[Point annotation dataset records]
_ _ _ _ _ _ _

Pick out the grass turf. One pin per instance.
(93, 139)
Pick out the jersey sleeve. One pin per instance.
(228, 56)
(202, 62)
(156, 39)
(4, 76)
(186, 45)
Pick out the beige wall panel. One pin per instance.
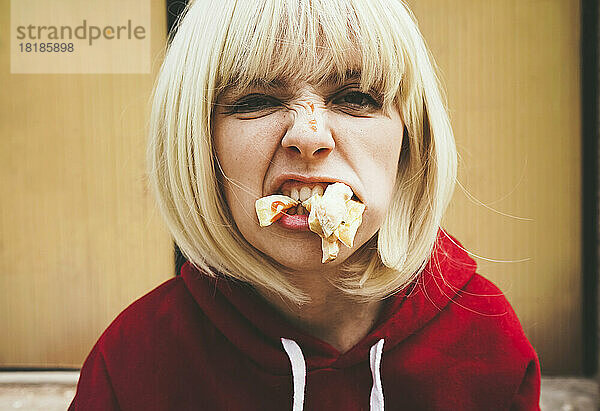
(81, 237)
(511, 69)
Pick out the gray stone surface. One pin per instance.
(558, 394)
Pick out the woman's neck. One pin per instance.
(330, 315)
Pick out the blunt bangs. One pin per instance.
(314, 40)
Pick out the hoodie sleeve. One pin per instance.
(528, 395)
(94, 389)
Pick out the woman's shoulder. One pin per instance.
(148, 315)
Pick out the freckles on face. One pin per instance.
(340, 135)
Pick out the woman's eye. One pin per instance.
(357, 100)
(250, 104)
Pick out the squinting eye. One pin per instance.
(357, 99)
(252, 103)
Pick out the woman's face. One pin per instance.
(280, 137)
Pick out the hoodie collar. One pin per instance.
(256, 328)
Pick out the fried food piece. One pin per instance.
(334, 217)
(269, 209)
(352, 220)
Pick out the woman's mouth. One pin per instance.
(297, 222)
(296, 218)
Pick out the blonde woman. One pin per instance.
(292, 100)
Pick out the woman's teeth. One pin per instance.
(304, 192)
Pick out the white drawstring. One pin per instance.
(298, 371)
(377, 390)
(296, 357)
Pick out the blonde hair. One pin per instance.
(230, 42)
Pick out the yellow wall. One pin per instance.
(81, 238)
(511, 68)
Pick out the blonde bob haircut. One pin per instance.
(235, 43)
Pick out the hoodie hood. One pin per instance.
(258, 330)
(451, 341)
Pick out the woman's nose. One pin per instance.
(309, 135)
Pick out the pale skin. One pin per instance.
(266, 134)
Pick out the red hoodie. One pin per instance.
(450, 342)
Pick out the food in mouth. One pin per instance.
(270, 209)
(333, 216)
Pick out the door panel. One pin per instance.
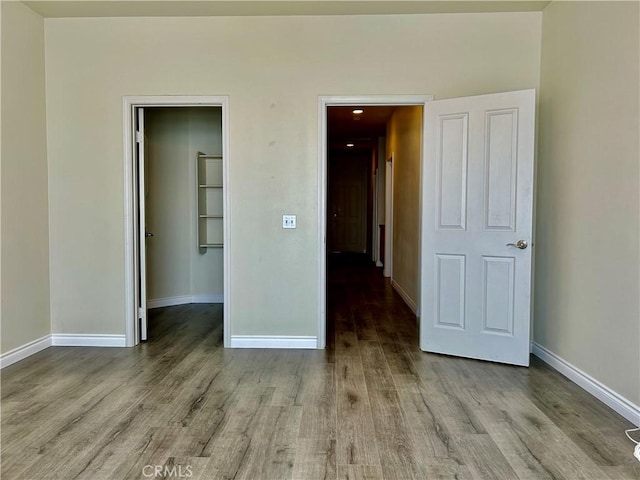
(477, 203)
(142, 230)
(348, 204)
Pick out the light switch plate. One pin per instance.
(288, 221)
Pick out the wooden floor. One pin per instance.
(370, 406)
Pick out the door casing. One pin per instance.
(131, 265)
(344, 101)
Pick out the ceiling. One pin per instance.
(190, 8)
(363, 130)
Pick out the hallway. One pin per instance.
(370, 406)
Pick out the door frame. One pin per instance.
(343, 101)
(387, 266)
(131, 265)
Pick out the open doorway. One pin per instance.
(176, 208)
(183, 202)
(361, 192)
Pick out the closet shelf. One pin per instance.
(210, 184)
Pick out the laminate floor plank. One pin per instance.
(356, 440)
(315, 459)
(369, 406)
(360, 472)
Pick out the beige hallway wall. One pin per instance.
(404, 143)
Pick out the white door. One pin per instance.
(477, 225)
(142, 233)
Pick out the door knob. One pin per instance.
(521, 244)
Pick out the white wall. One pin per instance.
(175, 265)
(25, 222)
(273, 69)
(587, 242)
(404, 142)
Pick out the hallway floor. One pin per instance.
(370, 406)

_ _ _ _ _ _ _

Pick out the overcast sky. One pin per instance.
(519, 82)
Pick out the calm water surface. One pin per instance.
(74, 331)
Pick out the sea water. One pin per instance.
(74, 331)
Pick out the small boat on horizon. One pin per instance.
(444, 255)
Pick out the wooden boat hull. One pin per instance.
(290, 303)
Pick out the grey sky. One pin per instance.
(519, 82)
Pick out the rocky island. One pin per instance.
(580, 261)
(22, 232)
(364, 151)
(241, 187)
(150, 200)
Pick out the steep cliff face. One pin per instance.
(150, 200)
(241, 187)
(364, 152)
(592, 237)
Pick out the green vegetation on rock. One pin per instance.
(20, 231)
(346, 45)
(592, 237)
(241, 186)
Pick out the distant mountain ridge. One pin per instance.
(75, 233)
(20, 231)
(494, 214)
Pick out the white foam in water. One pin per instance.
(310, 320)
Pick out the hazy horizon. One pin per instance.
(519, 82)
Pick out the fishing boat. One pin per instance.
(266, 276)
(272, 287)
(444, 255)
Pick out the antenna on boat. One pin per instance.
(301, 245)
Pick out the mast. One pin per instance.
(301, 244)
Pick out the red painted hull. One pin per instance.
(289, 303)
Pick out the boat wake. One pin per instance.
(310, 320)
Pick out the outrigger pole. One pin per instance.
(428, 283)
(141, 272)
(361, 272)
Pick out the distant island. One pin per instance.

_ _ _ _ _ _ _

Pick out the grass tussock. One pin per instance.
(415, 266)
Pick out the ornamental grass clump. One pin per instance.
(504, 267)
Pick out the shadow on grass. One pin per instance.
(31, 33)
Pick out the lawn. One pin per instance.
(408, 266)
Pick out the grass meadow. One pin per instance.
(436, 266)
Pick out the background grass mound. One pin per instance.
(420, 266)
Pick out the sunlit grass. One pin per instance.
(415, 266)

_ _ _ _ _ _ _

## [WHAT TO PRODUCE]
Rewrite the records starting at the line that contains "Pick out the red painted" and ending at the line that contains "Pick out the distant island." as a Markdown table with the columns Row and Line, numbering each line and leaving out blank lines.

## [TASK ANSWER]
| Row | Line |
|---|---|
| 1 | Pick out the red painted hull. One pin per instance. |
| 2 | (289, 303) |
| 3 | Pick out the boat wake. One pin per instance. |
| 4 | (310, 320) |
| 5 | Pick out the outrigger pole. One pin per instance. |
| 6 | (428, 283) |
| 7 | (141, 272) |
| 8 | (361, 272) |
| 9 | Pick out the distant island. One pin per instance. |